▸ **EXERCISE TEXT**:
Social Democratic Denmark, meanwhile, has pursued some of the toughest immigration policies in Europe in recent years. Danish lawmakers insist on integration in ways that would be anathema to leftish British sensibilities; migrants who commit serious crimes can lose their social housing, for instance. Interestingly, Denmark’s harder line on migration appears to have shielded its government from the fate of many other centre-Left parties. It’s almost as if voters reward you for listening to them.
Perhaps a certain level of “America brain” leaves us more fixated on events across the pond than on the changing shape of politics across the Channel; the farmers’ protests, the bitter internal wrangling about migration policy, and support for Ukraine – whose future, sadly, looks less assured following the Euro elections.
Whatever the cause, our view of our own place in the world can feel parochial and self-contradictory. The NHS, for instance, is often branded “world-beating” and our greatest national achievement, while being so creaky and dysfunctional that other countries (Australia) actively feature it as a cautionary tale in political adverts. On migration we are monstrous outliers, even when other countries are actively copying our policy – and sometimes going further. We are Schrödinger’s island to these people: admirable and awful at the same time.
Amusingly, the social-media accounts of the Labour frontbench are full of disobliging messages about politicians with whom they will soon be geopolitically involved. David Lammy, our probable next foreign secretary, has particular form here; accusing Boris Johnson of “twisted priorities” for hosting Viktor Orban at No 10 in 2021.

▸ **STORED DATA**:
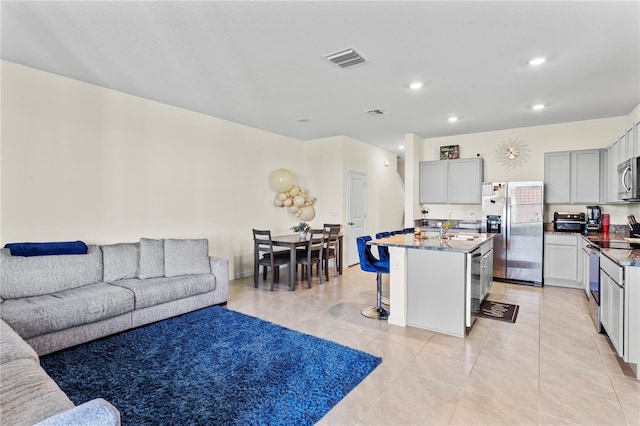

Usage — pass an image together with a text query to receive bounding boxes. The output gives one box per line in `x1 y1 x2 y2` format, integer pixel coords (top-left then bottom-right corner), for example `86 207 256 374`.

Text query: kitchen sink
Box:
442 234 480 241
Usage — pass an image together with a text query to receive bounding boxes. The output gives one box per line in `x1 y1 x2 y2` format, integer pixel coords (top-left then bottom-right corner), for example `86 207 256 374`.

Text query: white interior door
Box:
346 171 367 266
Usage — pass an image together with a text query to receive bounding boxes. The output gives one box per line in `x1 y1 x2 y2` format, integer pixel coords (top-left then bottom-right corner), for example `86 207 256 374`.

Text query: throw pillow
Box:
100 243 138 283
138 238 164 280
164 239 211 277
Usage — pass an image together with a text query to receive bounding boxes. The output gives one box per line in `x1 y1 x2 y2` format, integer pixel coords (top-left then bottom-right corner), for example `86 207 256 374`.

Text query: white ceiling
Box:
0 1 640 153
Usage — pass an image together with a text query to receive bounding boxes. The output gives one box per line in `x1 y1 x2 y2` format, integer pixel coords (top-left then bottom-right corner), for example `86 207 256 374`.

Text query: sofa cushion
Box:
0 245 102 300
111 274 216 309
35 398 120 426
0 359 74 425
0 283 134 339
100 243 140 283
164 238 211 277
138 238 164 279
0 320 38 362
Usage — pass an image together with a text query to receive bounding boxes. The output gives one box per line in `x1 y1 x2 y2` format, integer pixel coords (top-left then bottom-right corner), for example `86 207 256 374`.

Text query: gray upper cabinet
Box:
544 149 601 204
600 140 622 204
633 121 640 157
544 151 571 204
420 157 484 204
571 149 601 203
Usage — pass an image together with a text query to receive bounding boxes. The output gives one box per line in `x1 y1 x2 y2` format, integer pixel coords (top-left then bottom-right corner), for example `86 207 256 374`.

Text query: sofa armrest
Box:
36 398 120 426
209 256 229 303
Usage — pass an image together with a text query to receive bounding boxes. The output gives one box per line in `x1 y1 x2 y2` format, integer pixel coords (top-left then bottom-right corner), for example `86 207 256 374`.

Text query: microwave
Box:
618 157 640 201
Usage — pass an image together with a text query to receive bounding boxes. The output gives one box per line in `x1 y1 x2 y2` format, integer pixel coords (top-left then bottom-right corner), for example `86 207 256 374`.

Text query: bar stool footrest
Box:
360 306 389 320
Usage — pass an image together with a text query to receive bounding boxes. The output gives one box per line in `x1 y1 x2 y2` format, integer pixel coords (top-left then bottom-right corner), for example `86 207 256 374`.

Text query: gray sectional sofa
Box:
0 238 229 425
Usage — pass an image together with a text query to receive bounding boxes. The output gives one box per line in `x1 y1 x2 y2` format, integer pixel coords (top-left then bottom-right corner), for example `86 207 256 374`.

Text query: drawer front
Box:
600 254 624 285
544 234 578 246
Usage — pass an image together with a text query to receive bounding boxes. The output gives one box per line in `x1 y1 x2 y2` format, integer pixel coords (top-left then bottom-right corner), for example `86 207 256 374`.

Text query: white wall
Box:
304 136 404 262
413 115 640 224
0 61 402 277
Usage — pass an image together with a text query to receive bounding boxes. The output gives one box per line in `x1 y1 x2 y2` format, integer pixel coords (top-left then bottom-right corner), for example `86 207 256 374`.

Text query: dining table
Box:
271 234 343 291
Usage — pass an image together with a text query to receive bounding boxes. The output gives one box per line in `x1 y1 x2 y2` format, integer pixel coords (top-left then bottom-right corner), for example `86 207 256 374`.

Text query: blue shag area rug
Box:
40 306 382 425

▸ **THINGS TO DO**:
1 > In the piece on British and European politics, what can happen in Denmark to migrants who commit serious crimes?
2 > From the piece on British and European politics, output the part that opens with the words containing "Social Democratic Denmark, meanwhile, has" and closes with "listening to them.".
3 > Carry on writing the piece on British and European politics, starting after its last sentence.

▸ **RESPONSE LIST**:
1 > They can lose their social housing.

2 >
Social Democratic Denmark, meanwhile, has pursued some of the toughest immigration policies in Europe in recent years. Danish lawmakers insist on integration in ways that would be anathema to leftish British sensibilities; migrants who commit serious crimes can lose their social housing, for instance. Interestingly, Denmark’s harder line on migration appears to have shielded its government from the fate of many other centre-Left parties. It’s almost as if voters reward you for listening to them.

3 >
In 2017, he tweeted: “First America, now Le Pen. This virus is contagious, just as it was in the 1930’s [sic]”. It’ll be interesting to see how Lammy the statesman will conduct relations with the woman he declared a political anthrax; especially in vital areas such as the small-boats crisis.
Many of those sweeping to power in Europe despise the equivalent political class in their own countries. The idea that they will turn into fluffy liberal technocrats when a Brit arrives in a nice suit is delusional.
Europe might well prove important for Britain’s next government, but perhaps not in the way that those who lust after rejoining a long-vanished Europe think. First past the post insulates our politics from “extremes”, but at the cost of insulating politicians from voters’ true sentiments. The European body politic is already being reshaped by populism. How long that will continue to be resisted here remains to be seen.